◆ What to produce ◆
Count the lines in the material below that contain the string "hanger", treating uppercase and lowercase as different. Reply with the number only.

-=-=-=-=-

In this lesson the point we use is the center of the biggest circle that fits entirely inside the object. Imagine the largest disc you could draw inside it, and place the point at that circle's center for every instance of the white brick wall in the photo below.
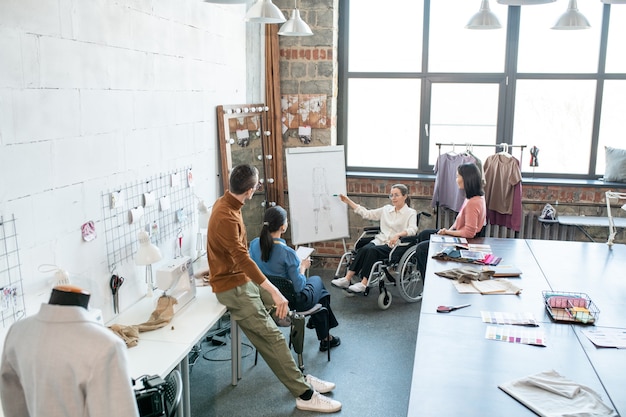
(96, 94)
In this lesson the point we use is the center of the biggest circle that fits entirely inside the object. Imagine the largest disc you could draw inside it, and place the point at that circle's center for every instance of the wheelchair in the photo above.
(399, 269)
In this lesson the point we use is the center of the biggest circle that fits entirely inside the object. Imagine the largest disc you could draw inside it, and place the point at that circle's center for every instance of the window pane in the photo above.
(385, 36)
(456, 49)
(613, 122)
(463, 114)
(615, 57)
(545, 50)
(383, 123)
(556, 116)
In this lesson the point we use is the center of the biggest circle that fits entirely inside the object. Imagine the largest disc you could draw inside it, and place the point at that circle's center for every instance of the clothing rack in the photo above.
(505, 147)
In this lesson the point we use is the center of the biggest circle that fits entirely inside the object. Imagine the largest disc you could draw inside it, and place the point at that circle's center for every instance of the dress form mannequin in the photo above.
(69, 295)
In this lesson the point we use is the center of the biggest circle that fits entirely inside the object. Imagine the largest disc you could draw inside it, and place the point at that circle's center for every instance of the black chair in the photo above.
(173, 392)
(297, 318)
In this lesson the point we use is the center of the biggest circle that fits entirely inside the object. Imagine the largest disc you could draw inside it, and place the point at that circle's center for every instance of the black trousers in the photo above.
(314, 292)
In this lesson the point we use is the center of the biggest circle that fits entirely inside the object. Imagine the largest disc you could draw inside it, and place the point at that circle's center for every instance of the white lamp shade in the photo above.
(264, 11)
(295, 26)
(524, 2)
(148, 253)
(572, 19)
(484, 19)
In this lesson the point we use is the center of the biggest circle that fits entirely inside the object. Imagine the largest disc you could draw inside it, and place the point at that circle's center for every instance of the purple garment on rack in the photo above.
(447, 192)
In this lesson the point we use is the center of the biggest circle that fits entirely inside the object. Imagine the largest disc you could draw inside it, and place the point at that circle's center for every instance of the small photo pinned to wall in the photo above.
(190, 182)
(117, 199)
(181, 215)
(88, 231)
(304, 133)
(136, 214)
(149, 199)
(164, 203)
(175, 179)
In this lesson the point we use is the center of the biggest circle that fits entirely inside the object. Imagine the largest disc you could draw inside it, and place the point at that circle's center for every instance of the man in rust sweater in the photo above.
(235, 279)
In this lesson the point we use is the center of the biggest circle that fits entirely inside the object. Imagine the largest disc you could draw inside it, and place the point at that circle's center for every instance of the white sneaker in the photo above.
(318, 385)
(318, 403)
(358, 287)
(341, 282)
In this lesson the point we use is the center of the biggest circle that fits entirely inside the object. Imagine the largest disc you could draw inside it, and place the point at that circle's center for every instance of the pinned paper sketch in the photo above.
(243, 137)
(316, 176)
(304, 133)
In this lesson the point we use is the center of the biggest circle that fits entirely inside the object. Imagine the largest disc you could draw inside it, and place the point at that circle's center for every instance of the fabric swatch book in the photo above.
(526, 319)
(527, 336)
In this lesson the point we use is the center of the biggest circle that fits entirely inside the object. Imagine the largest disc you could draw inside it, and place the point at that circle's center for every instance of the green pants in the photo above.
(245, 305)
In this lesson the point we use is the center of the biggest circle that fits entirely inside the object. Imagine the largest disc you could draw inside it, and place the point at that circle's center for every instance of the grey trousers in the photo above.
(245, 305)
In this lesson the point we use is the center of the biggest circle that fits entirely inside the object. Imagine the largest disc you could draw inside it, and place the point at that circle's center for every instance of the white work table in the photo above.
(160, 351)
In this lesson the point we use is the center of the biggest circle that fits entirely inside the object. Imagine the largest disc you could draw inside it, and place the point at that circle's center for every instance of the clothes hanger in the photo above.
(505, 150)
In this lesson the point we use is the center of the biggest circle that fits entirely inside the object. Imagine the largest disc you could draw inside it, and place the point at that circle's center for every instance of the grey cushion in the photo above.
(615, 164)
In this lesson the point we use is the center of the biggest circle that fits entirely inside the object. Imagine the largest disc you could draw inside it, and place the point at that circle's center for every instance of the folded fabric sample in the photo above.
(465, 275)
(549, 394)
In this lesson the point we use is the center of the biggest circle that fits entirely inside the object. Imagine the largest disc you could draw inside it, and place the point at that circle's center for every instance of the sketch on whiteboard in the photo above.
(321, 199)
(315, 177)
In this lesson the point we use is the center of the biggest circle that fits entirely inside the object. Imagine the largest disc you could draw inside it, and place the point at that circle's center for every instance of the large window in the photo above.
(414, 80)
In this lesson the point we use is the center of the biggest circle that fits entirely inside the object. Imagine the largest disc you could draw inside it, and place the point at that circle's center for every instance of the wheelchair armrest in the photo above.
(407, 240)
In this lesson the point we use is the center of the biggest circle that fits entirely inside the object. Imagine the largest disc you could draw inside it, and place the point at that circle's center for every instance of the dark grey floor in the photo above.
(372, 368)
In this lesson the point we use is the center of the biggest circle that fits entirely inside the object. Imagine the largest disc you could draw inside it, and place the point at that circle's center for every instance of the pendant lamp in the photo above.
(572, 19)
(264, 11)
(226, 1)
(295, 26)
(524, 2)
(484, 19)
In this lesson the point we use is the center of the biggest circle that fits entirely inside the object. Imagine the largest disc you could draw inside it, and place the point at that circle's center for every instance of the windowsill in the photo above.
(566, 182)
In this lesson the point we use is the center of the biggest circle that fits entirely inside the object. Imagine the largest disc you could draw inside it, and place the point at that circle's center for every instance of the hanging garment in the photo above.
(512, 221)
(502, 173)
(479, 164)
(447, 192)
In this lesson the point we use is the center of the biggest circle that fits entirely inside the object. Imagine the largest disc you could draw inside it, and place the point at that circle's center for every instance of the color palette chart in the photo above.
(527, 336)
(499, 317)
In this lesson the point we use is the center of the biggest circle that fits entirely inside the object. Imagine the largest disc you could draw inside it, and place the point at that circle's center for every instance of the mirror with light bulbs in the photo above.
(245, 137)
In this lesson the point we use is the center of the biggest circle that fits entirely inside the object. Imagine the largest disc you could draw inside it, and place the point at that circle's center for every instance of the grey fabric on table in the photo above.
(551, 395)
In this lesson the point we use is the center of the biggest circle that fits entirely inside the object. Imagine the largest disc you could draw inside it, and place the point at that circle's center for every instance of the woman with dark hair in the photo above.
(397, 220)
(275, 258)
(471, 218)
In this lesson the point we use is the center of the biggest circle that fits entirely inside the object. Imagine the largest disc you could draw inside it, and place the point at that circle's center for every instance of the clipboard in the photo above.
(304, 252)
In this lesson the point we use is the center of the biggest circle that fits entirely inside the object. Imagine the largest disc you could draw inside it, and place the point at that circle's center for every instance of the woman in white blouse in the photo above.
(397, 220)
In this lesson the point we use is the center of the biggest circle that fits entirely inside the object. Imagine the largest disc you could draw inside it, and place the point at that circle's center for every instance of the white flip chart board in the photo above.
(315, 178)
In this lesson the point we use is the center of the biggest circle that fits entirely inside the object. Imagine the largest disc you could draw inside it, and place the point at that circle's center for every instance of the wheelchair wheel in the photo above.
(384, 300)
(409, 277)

-=-=-=-=-

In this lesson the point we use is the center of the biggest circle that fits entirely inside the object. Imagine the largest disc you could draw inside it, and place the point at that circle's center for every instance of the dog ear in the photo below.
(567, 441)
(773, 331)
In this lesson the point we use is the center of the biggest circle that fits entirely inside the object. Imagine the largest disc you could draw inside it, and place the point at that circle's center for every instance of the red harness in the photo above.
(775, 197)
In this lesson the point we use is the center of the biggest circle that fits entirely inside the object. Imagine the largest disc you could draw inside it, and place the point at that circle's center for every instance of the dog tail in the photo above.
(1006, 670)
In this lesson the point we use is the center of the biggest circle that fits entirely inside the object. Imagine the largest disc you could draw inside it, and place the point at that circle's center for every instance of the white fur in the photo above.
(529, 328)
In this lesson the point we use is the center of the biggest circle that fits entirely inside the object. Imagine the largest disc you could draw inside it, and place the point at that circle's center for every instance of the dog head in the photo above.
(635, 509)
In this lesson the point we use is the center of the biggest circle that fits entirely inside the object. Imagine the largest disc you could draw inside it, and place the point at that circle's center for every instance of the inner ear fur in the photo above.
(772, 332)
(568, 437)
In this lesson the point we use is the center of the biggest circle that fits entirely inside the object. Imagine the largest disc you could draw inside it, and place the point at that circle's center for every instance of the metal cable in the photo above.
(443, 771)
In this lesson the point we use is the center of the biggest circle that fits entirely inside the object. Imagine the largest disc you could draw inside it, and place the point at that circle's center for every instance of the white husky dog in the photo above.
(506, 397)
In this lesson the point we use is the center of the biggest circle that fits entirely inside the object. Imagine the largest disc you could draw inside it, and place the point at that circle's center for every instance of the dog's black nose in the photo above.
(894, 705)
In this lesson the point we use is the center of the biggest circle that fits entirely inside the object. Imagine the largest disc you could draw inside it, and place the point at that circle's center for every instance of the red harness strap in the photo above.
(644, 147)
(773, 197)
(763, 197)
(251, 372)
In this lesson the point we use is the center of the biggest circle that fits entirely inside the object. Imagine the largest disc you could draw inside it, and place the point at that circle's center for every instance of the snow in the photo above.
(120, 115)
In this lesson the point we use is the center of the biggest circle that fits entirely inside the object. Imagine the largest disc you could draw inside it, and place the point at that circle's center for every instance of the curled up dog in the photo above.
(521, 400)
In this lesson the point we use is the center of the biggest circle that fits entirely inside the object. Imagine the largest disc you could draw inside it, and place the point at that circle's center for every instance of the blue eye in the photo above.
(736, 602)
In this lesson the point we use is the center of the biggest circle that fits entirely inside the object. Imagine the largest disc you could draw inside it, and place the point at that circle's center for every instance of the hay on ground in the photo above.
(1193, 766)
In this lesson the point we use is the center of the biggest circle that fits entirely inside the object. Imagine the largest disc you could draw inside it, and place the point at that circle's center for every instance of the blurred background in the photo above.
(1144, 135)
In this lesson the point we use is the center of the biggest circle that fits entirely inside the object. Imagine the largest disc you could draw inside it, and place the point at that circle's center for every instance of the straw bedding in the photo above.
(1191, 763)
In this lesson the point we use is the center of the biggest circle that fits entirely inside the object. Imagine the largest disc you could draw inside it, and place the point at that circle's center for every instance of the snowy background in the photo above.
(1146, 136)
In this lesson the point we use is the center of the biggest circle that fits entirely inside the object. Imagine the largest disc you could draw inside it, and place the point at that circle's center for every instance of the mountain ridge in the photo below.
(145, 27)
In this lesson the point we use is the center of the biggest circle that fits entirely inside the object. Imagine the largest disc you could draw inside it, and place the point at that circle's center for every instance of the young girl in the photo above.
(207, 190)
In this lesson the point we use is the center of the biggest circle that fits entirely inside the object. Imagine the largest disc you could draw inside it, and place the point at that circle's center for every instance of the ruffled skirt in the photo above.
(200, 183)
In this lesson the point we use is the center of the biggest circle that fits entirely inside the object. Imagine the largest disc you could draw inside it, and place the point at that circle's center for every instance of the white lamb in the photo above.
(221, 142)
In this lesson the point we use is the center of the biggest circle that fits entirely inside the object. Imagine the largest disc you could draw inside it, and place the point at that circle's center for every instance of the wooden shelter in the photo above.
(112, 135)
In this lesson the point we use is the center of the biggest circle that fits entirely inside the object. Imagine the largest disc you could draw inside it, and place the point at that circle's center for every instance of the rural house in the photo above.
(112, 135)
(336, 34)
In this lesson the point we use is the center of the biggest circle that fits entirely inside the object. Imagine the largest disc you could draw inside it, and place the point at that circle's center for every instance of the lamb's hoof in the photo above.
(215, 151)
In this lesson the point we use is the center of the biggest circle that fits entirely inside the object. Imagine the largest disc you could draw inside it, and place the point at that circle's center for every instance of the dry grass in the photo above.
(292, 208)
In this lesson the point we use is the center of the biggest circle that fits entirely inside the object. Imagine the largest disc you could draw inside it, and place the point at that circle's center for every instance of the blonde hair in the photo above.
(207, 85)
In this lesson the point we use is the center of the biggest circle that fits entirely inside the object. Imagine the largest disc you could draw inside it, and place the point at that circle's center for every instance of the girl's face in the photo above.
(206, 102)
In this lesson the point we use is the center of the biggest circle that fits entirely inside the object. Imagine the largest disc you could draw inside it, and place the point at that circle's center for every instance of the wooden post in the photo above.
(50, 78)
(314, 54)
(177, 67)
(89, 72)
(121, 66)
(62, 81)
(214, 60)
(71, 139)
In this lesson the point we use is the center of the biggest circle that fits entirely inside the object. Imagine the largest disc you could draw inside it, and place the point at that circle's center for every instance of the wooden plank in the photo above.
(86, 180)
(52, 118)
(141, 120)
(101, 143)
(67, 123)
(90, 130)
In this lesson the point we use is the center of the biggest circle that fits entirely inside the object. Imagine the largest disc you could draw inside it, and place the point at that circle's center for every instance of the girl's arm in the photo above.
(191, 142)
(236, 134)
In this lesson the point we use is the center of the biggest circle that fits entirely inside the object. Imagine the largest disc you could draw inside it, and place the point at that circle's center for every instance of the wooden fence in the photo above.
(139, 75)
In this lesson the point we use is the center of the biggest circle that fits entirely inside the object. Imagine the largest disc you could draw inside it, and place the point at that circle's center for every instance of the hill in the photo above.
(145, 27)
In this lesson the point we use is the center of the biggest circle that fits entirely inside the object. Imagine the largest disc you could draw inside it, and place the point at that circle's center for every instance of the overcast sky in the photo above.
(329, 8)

-=-=-=-=-

◆ Solved problem ◆
1